* START Material supplied *

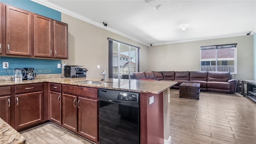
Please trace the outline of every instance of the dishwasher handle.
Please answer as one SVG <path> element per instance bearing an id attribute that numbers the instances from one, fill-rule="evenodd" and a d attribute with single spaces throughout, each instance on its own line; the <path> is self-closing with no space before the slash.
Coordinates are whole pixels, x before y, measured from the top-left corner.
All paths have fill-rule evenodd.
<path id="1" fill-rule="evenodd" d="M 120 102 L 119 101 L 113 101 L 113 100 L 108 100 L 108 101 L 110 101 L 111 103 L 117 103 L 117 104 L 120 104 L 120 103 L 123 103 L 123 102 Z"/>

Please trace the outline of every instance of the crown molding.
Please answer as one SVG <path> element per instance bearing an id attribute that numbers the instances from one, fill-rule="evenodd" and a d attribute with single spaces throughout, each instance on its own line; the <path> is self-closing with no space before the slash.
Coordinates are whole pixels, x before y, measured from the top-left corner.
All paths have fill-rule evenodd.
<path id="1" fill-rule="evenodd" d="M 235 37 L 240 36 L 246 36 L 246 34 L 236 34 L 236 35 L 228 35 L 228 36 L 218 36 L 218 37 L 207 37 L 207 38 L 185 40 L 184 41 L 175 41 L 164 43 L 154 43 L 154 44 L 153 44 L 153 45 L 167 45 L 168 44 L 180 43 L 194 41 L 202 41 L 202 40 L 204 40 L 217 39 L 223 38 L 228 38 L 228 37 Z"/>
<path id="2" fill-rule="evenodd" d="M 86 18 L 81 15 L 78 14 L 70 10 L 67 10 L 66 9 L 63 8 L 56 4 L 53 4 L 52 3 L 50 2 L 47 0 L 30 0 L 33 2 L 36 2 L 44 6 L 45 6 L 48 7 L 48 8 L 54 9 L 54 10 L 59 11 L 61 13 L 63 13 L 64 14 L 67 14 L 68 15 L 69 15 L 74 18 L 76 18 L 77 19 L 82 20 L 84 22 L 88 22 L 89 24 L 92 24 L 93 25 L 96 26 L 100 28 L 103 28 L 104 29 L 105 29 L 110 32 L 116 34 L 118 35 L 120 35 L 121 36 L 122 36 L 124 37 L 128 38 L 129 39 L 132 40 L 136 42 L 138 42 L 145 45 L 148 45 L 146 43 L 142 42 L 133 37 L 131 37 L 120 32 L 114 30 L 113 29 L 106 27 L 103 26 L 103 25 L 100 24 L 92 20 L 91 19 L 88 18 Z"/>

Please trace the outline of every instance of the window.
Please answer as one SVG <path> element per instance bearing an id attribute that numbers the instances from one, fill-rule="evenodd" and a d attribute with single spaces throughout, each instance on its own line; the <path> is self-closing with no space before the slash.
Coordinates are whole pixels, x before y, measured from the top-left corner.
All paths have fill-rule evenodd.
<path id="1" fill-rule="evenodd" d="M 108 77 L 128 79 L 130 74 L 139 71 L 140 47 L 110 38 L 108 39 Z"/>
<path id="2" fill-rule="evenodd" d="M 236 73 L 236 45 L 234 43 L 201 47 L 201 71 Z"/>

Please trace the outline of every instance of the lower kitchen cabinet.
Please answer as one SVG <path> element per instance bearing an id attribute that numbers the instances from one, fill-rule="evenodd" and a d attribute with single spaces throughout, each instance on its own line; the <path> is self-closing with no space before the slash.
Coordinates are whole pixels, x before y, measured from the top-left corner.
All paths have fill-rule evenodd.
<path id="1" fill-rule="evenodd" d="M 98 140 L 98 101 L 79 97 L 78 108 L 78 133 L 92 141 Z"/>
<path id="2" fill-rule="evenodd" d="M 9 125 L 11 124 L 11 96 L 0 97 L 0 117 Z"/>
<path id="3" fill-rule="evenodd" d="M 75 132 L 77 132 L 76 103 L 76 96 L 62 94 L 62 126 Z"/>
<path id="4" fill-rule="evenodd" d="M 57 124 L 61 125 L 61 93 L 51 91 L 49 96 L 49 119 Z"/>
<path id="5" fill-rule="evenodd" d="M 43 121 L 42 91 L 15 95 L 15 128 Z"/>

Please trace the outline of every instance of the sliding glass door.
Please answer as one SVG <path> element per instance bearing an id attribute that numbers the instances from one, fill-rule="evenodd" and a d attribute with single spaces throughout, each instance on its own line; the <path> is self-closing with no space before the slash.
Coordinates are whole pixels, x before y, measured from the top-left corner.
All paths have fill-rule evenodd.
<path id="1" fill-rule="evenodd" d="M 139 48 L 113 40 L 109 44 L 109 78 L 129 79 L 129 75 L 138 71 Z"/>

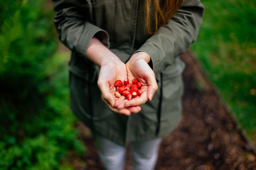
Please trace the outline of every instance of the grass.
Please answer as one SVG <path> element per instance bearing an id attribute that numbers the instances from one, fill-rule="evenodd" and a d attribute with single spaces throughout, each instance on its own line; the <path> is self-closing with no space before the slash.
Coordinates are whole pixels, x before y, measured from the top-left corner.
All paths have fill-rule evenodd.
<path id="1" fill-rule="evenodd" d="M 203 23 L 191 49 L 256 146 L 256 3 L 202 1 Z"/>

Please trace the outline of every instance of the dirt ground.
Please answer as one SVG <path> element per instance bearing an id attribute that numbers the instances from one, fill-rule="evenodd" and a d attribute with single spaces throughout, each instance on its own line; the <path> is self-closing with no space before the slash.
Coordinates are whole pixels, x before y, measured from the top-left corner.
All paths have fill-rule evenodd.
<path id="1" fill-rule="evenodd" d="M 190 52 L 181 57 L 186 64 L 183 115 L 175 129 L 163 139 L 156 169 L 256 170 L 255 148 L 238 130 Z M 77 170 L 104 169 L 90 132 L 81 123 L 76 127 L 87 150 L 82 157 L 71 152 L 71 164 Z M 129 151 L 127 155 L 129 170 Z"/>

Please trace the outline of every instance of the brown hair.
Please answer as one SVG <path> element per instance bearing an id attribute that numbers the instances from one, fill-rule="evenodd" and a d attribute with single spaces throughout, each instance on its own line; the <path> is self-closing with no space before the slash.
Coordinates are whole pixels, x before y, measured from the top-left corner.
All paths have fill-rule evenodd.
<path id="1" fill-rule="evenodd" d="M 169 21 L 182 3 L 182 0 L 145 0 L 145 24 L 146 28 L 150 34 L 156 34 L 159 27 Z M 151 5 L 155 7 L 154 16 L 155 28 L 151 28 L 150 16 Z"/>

* END Material supplied *
* START Material supplied *

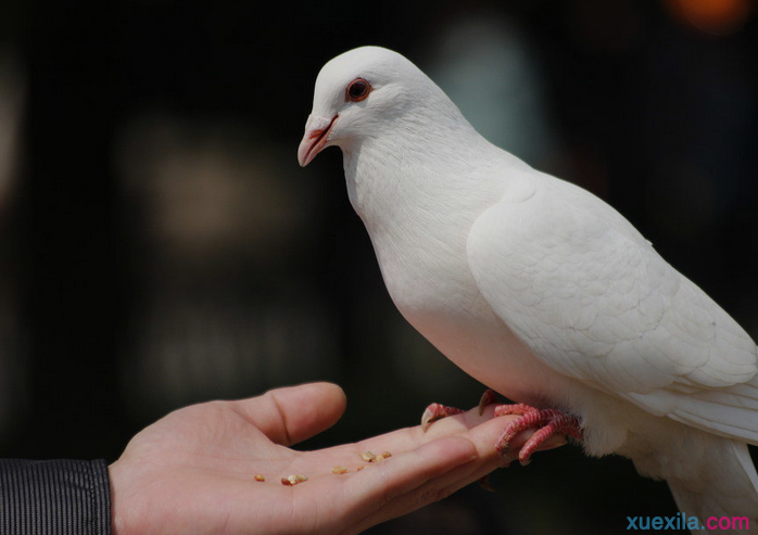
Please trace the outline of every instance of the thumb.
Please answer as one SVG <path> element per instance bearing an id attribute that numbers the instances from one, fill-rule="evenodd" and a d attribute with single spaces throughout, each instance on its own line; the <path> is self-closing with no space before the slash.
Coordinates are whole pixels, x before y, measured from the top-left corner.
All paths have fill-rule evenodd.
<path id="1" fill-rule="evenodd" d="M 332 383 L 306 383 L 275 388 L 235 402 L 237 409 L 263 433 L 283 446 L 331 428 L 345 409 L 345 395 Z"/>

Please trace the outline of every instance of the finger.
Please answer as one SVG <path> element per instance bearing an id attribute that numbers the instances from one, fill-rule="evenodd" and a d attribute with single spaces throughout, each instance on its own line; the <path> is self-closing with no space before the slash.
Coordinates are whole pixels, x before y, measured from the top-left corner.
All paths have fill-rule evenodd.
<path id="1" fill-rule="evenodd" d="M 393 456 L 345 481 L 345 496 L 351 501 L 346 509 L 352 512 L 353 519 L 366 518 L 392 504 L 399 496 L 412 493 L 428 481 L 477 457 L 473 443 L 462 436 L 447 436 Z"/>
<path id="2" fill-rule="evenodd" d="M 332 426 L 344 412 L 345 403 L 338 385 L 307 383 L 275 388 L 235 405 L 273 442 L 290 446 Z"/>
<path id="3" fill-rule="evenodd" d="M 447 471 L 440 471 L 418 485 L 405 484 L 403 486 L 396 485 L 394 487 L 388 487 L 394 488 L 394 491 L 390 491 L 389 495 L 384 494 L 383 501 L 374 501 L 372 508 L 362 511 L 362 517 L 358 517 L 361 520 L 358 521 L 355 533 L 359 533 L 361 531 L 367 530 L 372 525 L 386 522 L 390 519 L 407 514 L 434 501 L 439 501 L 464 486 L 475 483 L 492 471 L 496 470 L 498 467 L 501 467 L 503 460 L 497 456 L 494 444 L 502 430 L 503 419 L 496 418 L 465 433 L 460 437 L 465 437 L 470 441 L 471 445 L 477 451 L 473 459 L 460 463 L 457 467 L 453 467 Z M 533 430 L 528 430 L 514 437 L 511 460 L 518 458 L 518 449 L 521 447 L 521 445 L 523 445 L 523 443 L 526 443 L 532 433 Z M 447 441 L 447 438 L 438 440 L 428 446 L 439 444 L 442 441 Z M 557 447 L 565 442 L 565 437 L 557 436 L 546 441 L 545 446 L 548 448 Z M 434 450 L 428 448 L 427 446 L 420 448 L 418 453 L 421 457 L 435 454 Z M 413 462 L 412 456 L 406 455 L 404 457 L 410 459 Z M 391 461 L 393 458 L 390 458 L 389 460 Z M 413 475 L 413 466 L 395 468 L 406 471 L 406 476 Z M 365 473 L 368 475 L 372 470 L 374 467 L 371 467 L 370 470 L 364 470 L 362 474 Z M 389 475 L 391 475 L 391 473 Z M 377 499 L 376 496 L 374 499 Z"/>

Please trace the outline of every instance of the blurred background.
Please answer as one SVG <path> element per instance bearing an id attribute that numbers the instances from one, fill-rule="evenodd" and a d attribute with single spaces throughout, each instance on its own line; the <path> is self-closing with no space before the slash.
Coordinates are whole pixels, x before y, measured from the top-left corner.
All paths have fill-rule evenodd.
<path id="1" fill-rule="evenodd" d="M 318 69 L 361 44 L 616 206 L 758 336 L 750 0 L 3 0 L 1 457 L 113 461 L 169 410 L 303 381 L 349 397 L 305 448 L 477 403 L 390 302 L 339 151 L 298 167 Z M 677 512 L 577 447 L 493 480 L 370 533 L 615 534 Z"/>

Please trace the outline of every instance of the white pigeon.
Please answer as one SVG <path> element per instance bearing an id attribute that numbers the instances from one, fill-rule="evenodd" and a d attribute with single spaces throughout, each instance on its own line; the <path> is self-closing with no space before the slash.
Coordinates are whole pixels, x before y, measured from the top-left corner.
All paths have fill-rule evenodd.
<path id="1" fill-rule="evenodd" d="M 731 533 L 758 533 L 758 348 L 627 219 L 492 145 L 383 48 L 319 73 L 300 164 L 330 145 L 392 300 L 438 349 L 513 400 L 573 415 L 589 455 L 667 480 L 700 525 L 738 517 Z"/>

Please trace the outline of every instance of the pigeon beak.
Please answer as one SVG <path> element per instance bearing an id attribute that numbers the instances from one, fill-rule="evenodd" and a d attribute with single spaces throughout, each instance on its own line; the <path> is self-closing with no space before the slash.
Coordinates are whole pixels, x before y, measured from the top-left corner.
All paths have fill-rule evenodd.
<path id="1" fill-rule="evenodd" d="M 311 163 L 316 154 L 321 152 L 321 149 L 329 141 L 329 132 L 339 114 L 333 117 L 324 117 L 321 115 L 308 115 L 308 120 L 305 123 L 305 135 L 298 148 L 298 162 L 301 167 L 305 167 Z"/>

* END Material supplied *
* START Material supplied *

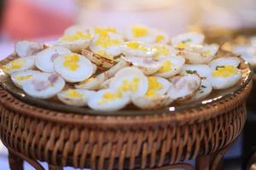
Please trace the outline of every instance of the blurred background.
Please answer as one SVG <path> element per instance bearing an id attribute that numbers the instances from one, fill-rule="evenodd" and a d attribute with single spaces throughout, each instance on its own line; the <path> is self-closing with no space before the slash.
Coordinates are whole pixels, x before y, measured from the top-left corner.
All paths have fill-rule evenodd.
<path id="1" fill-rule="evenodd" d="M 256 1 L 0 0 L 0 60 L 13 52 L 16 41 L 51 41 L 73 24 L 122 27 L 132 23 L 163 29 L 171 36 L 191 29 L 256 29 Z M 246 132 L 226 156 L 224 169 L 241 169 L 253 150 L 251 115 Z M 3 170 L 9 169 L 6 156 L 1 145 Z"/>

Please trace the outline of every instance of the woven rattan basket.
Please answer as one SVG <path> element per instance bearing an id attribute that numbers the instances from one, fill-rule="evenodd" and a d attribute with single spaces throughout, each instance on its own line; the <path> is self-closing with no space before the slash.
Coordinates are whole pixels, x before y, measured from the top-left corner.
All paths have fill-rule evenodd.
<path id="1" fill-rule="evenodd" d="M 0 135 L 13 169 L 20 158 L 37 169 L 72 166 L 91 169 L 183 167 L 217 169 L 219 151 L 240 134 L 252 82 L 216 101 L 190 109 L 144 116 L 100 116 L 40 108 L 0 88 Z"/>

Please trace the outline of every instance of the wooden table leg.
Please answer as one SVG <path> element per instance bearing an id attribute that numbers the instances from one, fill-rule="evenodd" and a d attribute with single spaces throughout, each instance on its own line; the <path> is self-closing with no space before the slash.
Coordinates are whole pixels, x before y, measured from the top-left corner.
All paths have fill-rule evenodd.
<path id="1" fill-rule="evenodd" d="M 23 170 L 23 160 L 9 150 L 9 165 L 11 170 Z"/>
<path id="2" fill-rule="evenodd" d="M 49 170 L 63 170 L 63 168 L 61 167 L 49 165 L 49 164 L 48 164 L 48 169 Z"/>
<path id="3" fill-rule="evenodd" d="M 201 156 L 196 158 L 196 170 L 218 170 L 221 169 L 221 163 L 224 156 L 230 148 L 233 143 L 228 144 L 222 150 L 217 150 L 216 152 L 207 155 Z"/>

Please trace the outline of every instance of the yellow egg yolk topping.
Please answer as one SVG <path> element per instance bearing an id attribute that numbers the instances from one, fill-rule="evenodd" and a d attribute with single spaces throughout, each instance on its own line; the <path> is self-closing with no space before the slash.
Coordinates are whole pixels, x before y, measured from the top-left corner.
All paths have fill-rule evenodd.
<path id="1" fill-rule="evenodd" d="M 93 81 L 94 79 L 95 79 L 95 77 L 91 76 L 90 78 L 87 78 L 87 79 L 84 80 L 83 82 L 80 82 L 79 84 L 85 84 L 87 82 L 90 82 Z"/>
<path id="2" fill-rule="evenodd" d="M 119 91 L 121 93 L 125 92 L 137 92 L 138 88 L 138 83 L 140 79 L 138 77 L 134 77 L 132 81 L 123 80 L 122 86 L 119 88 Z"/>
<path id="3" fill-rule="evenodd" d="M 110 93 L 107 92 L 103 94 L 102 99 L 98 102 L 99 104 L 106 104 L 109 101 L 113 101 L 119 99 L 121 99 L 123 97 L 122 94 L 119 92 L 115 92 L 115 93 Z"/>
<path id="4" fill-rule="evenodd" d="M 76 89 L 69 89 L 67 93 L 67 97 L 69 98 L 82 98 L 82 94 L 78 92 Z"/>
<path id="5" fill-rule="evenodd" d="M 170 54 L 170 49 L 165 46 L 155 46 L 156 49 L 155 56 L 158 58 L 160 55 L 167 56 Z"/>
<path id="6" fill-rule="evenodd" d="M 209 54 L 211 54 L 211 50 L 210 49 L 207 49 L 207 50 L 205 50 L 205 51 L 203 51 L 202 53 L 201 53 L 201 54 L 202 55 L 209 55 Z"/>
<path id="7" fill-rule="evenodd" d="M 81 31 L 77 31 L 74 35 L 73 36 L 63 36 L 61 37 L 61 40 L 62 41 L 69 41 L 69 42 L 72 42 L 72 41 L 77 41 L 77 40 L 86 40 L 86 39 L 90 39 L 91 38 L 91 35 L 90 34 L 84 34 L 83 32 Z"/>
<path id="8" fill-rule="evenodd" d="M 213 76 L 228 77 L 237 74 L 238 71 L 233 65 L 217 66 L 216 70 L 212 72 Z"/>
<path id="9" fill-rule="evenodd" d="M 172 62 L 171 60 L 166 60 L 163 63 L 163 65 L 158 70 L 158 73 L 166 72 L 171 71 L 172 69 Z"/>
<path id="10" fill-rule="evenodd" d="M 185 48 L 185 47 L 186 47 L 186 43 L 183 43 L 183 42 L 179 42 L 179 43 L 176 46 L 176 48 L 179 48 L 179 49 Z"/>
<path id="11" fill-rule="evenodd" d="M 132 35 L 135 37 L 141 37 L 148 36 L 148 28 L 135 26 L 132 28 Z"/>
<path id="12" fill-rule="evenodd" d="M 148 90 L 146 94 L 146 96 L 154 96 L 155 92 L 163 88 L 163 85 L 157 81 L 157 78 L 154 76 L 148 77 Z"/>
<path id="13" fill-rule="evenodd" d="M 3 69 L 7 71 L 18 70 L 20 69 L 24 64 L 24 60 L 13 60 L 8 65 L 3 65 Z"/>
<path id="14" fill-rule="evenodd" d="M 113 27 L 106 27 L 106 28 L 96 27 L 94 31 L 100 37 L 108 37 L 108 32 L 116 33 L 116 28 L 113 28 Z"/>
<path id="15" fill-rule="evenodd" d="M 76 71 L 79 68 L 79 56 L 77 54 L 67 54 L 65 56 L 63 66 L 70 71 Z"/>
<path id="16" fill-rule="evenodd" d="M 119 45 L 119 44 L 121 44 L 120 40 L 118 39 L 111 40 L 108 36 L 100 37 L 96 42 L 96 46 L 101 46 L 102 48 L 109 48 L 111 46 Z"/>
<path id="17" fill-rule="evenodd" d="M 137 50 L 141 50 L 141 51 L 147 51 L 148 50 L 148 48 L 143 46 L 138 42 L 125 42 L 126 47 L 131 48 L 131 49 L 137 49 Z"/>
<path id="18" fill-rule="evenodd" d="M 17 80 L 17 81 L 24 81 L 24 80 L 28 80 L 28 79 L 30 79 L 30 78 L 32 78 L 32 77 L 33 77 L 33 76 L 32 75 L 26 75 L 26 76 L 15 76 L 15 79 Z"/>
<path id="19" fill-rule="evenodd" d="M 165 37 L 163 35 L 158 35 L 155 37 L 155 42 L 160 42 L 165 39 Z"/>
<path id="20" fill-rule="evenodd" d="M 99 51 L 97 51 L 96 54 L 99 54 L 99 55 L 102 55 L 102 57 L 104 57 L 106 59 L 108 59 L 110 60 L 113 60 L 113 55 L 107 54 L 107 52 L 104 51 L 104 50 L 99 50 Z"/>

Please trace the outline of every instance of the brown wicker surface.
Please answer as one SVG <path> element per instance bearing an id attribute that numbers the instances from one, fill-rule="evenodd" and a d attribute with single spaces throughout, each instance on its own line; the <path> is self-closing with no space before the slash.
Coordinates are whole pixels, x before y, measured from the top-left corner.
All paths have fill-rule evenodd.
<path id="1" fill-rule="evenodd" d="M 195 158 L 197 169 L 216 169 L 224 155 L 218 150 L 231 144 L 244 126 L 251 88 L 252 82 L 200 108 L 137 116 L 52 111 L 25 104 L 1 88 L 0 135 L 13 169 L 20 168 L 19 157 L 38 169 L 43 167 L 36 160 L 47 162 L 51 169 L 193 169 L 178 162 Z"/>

* END Material supplied *

What the task requires: Please retype the data word for word, starting with the line that contains "Please trace the outline of every instance of the dishwasher" and going on through the line that contains "120 102 L 119", including both of those lines.

Full response:
Please trace the outline of every instance of the dishwasher handle.
Please answer as one SVG <path> element per instance bearing an id attribute that numbers the instances from one, fill-rule="evenodd" and a d attribute with single spaces throughout, each instance on its own line; the <path> is self-closing with no space before the slash.
Coordinates are whole pixels, x before y, measured from the top-left corner.
All paths have fill-rule evenodd.
<path id="1" fill-rule="evenodd" d="M 120 102 L 119 101 L 113 101 L 113 100 L 108 100 L 108 101 L 110 101 L 111 103 L 117 103 L 117 104 L 120 104 L 120 103 L 123 103 L 123 102 Z"/>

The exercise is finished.